(TASK PROMPT)
List every actor named in parentheses in the Twin Peaks passage, along with the character each one plays.

(SOURCE PASSAGE)
——
After being mentioned by her mother in episode two, the first time viewers see Becky is when she delivers bread to the diner and borrows money from Shelly. The hushed conversation is seen from across the room by Norma (Peggy Lipton). While the details remain unheard, Becky tells her mother it’s due to her husband Steven (Caleb Landry Jones) being unable to secure work. This comes after viewers see Steven losing potential employment due to his inability to create a proper résumé and fill out forms.
In this scene and the one that directly follows it, three very different Beckys are shown. The first, the public face that walks into the diner, is all smiles as she greets people and hands off her bread. Then, when asking her mother for money and when she first sees Steve after leaving the diner, she’s scared and angry. This isn’t the lot Becky wanted for herself in life, but she feels trapped.
It’s the third side of the character that is the most interesting, though. After snorting cocaine with Steven, she almost immediately softens, delighting in the drug. In her place is this euphoria-driven version of the character, without a care in the world.
Seeing these three vastly different faces of the character makes her seem very similar to another Twin Peaks face: Laura Palmer (Sheryl Lee). Before she was killed at the beginning of Twin Peaks, Laura was a very different person publicly than she was personally.
To the world, Laura Palmer was the all-American girl. She was a good student, the homecoming queen and volunteered at Meals on Wheels. Beneath the surface, though, everything wasn’t so happy and bright. Most importantly, it was revealed that she was the victim of sexual abuse as a child, at the hands of her possessed father.

That was the beginning of a dark road for Laura, which included cheating on her boyfriend Bobby Briggs (Dana Ashbrook) with James Hurley (James Marshall), among others in town, as well as briefly working as a prostitute at One-Eyed Jack’s. It was eventually revealed that this was all fueled by a cocaine addiction Laura was saddled with, similar to what Becky is going through now.
It became clear as Cooper investigated Laura’s death that she was a master of the facade, only letting the world see the version of herself she was comfortable projecting, the safe and clean teenage girl that was the apple of her parents’ eye. While the revival is still early in Becky’s story, it’s hard to miss the similarities. And that’s a frightening prospect for the new character.
——
(DATASET EXCERPT)
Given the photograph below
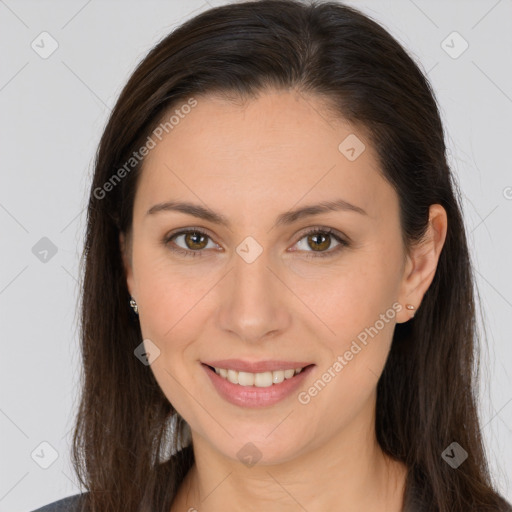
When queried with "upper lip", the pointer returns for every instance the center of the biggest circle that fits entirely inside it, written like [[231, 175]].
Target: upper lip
——
(THE COMPLETED TASK)
- Peggy Lipton: Norma
- Caleb Landry Jones: Steven
- Sheryl Lee: Laura Palmer
- Dana Ashbrook: Bobby Briggs
- James Marshall: James Hurley